> _Records shown_:
________

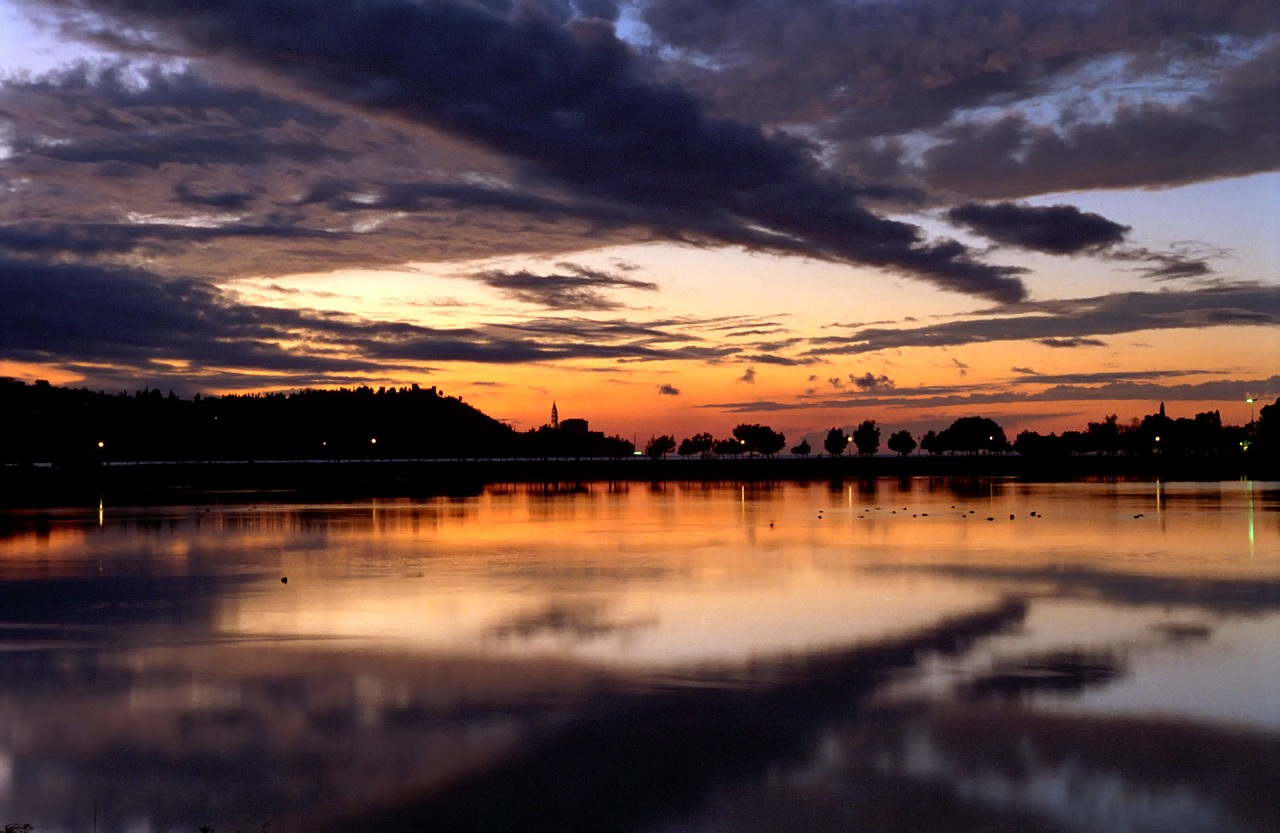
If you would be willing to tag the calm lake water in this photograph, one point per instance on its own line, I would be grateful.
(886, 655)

________

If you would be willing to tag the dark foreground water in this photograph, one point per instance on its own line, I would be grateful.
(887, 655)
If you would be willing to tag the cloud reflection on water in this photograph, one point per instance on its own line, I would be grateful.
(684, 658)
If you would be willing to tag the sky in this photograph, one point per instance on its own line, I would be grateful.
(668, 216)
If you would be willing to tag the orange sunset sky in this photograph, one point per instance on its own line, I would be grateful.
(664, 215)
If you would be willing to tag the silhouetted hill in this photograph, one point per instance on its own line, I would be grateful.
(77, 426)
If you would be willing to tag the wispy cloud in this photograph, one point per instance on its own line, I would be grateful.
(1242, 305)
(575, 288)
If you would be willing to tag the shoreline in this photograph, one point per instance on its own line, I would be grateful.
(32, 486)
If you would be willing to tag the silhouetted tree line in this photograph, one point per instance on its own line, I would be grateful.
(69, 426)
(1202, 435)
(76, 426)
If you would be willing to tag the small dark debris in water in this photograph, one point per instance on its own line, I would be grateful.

________

> _Task goal_: Only one stretch of the entries above is wanted: the lines from the one containing "If you would be willing to tag the wispy" through the one containing "If you would be willing to tag the small". Please reproduce it exactly.

> _Expected answer_:
If you would be willing to tag the wispy cloud in this photograph, one point per instance on its own line, I would be grateful.
(1242, 305)
(575, 288)
If you would be willing to tag the shoreline in this photograph, one point per instance on its own line, I would be grateful.
(32, 486)
If you would be willing to tag the silhouetted tree line in this photograph, one point per instance on its own line, I would be grateful.
(69, 426)
(1202, 435)
(76, 426)
If you would be willing to tag the small dark debris in water in this photograph, one point per instance on its own line, I would be grateful.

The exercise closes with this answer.